**DATASET CONTENT**
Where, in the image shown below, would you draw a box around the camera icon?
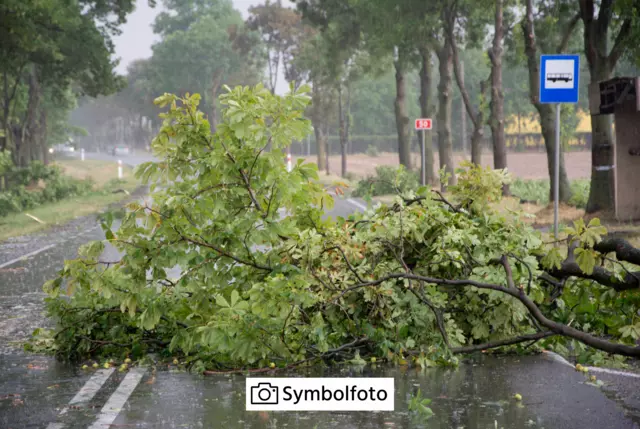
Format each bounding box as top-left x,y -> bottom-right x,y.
251,383 -> 278,405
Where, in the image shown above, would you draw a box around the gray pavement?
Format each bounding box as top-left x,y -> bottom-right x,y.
0,150 -> 640,429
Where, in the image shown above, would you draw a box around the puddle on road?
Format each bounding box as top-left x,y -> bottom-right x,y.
109,356 -> 639,429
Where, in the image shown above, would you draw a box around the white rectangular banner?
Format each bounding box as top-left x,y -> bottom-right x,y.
246,377 -> 394,411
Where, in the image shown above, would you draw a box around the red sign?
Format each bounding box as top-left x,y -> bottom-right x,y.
416,119 -> 431,130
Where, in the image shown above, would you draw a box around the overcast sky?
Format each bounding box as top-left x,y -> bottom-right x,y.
114,0 -> 288,93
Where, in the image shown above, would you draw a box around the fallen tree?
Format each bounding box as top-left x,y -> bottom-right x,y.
30,87 -> 640,372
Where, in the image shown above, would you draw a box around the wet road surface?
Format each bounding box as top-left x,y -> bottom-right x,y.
0,150 -> 640,429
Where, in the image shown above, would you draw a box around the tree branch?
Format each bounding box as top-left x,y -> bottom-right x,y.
451,331 -> 558,353
607,18 -> 631,67
336,273 -> 640,357
556,12 -> 580,54
546,259 -> 640,292
593,237 -> 640,266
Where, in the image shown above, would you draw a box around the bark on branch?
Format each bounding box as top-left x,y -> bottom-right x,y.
451,331 -> 558,353
336,273 -> 640,357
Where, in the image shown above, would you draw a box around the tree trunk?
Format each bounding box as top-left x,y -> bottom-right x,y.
324,127 -> 331,176
313,123 -> 327,171
209,72 -> 224,133
579,0 -> 636,213
310,82 -> 327,171
518,0 -> 571,202
394,49 -> 411,170
338,82 -> 347,177
437,38 -> 456,191
39,109 -> 49,165
489,0 -> 510,195
586,109 -> 614,213
446,17 -> 491,169
0,71 -> 11,151
16,64 -> 42,167
420,45 -> 436,185
344,81 -> 351,166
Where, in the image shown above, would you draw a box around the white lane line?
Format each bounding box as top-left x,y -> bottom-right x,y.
347,198 -> 367,211
545,351 -> 640,378
0,225 -> 104,270
0,243 -> 56,269
89,368 -> 146,429
47,368 -> 114,429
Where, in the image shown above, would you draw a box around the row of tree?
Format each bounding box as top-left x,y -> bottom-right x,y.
288,0 -> 640,212
0,0 -> 151,166
11,0 -> 639,211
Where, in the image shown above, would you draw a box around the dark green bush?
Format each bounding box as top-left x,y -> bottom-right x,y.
353,165 -> 420,197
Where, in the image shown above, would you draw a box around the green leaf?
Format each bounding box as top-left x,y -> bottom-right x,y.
541,247 -> 563,269
575,247 -> 596,275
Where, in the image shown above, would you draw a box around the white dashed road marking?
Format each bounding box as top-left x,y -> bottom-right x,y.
89,368 -> 146,429
545,351 -> 640,378
47,368 -> 114,429
0,244 -> 55,269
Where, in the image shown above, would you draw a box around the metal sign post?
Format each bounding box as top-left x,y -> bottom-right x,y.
540,55 -> 580,239
415,118 -> 432,186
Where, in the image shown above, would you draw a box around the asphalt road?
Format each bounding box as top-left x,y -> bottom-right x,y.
0,154 -> 640,429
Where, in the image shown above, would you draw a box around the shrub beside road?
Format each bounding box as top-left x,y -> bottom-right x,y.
0,159 -> 139,241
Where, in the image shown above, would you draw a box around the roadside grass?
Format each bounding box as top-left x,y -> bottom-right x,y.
317,171 -> 357,192
0,160 -> 140,242
54,159 -> 137,189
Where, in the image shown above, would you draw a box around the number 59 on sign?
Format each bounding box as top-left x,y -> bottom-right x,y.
416,118 -> 431,130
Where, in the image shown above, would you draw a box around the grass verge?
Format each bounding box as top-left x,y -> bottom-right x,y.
0,160 -> 140,242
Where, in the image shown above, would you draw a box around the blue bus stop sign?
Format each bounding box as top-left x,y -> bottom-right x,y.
540,55 -> 580,103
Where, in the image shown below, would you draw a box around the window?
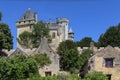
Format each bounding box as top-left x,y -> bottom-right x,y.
52,32 -> 55,39
106,74 -> 111,80
105,58 -> 113,68
45,71 -> 51,76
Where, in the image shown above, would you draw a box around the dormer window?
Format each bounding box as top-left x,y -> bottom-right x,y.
105,58 -> 113,68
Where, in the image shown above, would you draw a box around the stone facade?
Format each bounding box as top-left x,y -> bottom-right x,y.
16,9 -> 74,51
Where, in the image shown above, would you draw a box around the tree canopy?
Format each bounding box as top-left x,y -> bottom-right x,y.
18,31 -> 33,48
85,71 -> 108,80
0,23 -> 13,50
57,40 -> 91,73
0,12 -> 2,21
76,37 -> 95,47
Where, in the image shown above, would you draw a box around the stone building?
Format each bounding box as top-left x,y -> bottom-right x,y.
6,8 -> 74,76
88,46 -> 120,80
16,8 -> 74,51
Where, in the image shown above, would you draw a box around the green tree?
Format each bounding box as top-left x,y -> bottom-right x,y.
0,23 -> 13,50
57,40 -> 75,70
33,21 -> 50,47
98,24 -> 120,47
85,71 -> 108,80
18,31 -> 33,48
57,40 -> 75,56
0,55 -> 38,80
0,12 -> 2,21
76,37 -> 95,47
60,49 -> 79,73
31,54 -> 51,67
76,49 -> 92,69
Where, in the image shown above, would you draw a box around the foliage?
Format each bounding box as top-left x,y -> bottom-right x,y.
98,24 -> 120,47
0,23 -> 13,50
0,12 -> 2,21
76,49 -> 91,69
0,55 -> 38,80
57,74 -> 81,80
31,54 -> 51,67
57,40 -> 91,73
57,40 -> 77,70
60,49 -> 79,73
27,74 -> 81,80
85,71 -> 108,80
18,31 -> 33,48
57,40 -> 75,56
76,37 -> 95,47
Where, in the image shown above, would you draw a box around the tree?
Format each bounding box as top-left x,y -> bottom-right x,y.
57,40 -> 76,71
32,21 -> 50,47
98,24 -> 120,47
0,55 -> 38,80
76,37 -> 95,47
0,23 -> 13,50
31,54 -> 51,67
60,49 -> 79,73
18,31 -> 33,48
85,71 -> 108,80
0,12 -> 2,21
76,49 -> 91,70
57,40 -> 75,56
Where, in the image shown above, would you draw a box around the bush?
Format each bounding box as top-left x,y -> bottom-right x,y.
85,71 -> 108,80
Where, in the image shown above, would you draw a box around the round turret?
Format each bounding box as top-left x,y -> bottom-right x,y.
57,18 -> 69,23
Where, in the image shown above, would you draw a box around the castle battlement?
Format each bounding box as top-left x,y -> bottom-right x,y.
77,47 -> 120,54
16,20 -> 37,27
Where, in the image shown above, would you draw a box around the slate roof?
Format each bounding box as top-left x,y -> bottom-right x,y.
20,8 -> 35,21
8,48 -> 28,57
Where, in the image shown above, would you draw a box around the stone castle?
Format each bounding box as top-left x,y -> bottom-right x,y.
16,8 -> 74,50
0,9 -> 120,80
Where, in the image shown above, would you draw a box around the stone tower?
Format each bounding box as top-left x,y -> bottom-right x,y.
68,28 -> 74,41
16,8 -> 37,38
57,18 -> 69,42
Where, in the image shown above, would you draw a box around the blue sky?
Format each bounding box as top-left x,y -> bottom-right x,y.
0,0 -> 120,49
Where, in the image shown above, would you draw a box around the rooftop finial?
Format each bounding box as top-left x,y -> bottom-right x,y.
28,8 -> 31,10
69,28 -> 73,33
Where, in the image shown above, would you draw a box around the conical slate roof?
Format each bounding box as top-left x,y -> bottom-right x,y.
9,48 -> 28,57
20,8 -> 34,21
68,28 -> 73,33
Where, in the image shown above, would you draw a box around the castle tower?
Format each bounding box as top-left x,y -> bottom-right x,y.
68,28 -> 74,41
16,8 -> 37,37
16,8 -> 37,46
57,18 -> 69,42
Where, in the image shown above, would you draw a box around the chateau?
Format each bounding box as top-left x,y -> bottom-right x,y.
3,9 -> 74,76
0,9 -> 120,80
16,8 -> 74,50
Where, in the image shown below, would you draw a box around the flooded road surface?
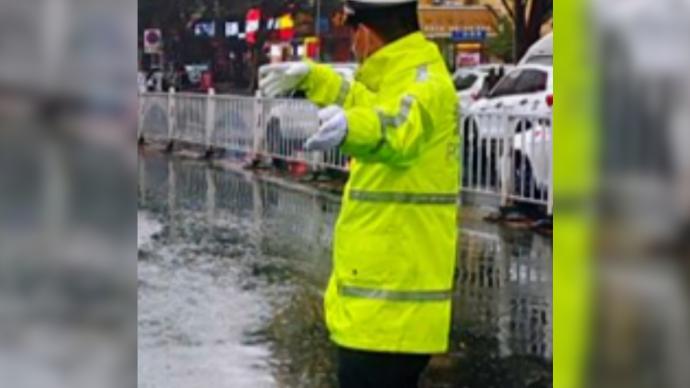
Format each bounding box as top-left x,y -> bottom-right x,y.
138,155 -> 552,388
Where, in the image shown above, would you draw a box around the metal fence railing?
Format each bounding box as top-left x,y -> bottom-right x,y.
139,91 -> 553,214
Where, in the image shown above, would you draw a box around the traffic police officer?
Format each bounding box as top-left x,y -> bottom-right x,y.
260,0 -> 460,388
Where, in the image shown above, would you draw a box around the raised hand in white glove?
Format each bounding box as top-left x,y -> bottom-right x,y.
259,62 -> 310,97
304,105 -> 347,151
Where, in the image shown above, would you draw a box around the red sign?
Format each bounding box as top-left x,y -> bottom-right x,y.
246,8 -> 261,44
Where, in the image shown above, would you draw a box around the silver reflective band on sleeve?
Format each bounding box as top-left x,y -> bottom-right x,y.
417,64 -> 429,82
349,190 -> 458,205
338,285 -> 453,302
371,95 -> 414,154
335,77 -> 350,106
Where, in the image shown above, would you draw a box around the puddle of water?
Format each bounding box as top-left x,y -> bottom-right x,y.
139,156 -> 552,388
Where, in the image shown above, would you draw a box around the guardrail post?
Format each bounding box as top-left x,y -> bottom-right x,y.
137,93 -> 146,144
168,88 -> 176,151
546,159 -> 553,216
252,91 -> 264,162
204,88 -> 216,155
499,113 -> 514,207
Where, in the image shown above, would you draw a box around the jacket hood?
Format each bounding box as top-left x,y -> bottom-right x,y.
355,32 -> 443,91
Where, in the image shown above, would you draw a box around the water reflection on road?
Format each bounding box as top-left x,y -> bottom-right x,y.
138,155 -> 552,387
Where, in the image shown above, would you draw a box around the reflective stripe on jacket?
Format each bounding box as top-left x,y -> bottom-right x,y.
301,33 -> 460,353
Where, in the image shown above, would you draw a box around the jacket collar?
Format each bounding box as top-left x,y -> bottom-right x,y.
355,32 -> 440,92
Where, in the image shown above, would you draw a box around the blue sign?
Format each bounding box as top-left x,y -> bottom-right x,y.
450,28 -> 488,42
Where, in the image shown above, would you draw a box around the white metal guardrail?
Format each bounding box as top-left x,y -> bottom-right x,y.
139,91 -> 553,214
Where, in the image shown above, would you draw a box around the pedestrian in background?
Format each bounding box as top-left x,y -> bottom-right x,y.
259,0 -> 460,388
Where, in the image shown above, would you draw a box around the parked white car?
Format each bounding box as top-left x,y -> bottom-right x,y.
453,64 -> 514,112
463,64 -> 553,194
258,63 -> 357,167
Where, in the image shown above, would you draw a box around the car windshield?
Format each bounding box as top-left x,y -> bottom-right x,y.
455,74 -> 477,92
488,70 -> 522,98
527,55 -> 553,66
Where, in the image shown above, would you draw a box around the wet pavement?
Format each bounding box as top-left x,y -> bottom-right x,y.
138,154 -> 552,388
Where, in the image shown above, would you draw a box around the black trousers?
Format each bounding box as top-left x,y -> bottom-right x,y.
338,347 -> 431,388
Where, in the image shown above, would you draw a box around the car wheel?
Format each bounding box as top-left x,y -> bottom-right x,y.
513,152 -> 545,199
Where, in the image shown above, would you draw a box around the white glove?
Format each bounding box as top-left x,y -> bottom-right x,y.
304,105 -> 347,151
259,62 -> 310,97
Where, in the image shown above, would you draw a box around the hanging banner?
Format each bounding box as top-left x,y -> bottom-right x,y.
245,8 -> 261,44
277,13 -> 295,40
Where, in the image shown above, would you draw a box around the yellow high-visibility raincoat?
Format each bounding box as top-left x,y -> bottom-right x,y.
300,32 -> 460,353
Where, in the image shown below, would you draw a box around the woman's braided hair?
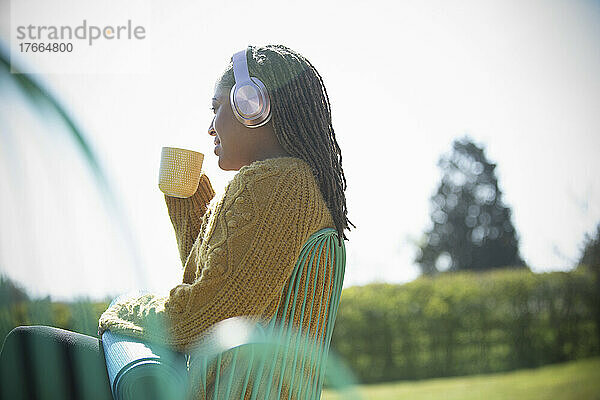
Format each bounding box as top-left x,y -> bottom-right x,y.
218,45 -> 354,241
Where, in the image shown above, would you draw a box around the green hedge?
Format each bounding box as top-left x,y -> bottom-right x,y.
0,299 -> 108,343
332,268 -> 599,383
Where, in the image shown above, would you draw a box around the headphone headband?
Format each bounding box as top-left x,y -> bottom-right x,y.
231,50 -> 250,84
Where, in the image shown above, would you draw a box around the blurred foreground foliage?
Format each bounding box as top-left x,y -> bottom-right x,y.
0,277 -> 110,343
332,265 -> 600,383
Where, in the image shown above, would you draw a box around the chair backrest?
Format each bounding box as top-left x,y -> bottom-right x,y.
196,228 -> 346,399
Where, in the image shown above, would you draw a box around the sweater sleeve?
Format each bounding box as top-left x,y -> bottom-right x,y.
99,161 -> 325,351
164,173 -> 215,266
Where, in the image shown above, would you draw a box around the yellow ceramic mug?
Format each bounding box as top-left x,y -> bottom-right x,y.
158,147 -> 204,198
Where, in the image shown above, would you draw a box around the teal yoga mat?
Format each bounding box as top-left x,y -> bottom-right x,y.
102,291 -> 187,400
102,331 -> 187,400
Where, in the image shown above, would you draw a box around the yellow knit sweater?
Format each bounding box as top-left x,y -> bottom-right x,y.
99,157 -> 335,352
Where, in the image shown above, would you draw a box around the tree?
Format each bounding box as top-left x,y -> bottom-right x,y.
415,136 -> 525,275
579,223 -> 600,350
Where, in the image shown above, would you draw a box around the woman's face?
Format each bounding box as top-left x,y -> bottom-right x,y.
208,83 -> 254,171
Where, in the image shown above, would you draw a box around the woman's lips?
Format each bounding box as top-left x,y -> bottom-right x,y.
214,137 -> 221,156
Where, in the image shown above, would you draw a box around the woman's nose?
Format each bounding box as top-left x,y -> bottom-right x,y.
208,117 -> 217,136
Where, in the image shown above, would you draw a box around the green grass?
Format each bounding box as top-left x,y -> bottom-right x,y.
322,357 -> 600,400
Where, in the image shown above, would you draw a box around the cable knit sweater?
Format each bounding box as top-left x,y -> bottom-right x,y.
99,157 -> 335,352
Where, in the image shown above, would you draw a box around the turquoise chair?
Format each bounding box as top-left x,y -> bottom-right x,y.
190,228 -> 351,399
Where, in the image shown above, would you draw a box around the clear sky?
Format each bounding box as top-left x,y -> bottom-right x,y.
0,0 -> 600,297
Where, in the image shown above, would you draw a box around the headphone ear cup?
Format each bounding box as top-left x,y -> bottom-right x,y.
229,77 -> 271,128
234,84 -> 263,118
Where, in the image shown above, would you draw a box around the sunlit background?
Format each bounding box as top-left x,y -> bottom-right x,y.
0,0 -> 600,299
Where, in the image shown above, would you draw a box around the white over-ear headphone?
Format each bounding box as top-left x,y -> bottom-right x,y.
229,46 -> 271,128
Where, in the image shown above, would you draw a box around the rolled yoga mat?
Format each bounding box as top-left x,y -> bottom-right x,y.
102,331 -> 187,400
102,291 -> 187,400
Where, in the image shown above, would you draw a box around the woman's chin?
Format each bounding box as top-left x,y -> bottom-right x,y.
219,156 -> 239,171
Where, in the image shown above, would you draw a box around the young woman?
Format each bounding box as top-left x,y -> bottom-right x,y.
0,45 -> 350,400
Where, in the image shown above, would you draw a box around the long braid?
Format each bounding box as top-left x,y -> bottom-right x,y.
221,45 -> 355,243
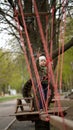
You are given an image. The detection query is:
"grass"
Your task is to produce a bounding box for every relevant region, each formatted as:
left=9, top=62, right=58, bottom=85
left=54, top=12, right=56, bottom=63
left=0, top=95, right=21, bottom=103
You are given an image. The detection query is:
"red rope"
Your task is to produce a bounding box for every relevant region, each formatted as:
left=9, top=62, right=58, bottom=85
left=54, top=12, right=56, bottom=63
left=14, top=8, right=39, bottom=111
left=18, top=0, right=46, bottom=109
left=13, top=0, right=67, bottom=124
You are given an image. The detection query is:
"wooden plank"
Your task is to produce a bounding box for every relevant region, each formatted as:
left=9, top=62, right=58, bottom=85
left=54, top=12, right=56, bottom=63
left=50, top=115, right=73, bottom=130
left=13, top=107, right=69, bottom=116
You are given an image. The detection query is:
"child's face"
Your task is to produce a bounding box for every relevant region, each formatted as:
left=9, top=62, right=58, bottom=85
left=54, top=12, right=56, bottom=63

**YOUR OBJECTIVE**
Reproduce verbatim the part of the items that opens with the line containing "the black trousers?" and closes with the line containing "332,265 -> 600,383", including both of those lines. Leave the pictures out of the copy.

**EXERCISE RESULT**
Where, in the image shown above, would you draw a box around the black trousers?
Format each bounding box as top-left x,y -> bottom-right x,y.
338,347 -> 431,388
Where, in the image shown above, would you draw a box around the car wheel?
Format each bounding box as top-left x,y -> bottom-right x,y.
513,152 -> 545,199
Where, in the image shown above, would you draw a box around the white glove?
Format each bounding box as top-left x,y -> bottom-right x,y.
304,105 -> 347,151
259,62 -> 310,97
Where, in the image shown above, would you draw a box around the hanging banner?
Format each bounding box as top-left x,y -> bottom-right x,y.
245,8 -> 261,44
277,13 -> 295,40
Where, in the image shown above, would you draw a box around the yellow high-visibility raincoat?
Format each bounding box as top-left x,y -> bottom-right x,y.
300,32 -> 460,353
Where, in the image shown below, would you draw a box around the woman's braided hair?
Format each bounding box as top-left x,y -> bottom-right x,y.
218,45 -> 354,241
Where, in the image shown above, would you draw a box around the green hedge?
Format each bounding box as top-left x,y -> bottom-right x,y.
0,299 -> 108,343
332,268 -> 599,383
Where, in the image shown above, would you draw a box around the headphone headband?
Format each bounding box as top-left x,y -> bottom-right x,y.
231,50 -> 250,84
Where, in the image shown above, would you draw a box around the blurred foreground foliage?
Format each bounding box as top-left x,y -> bottom-right x,y.
0,277 -> 110,343
332,265 -> 600,383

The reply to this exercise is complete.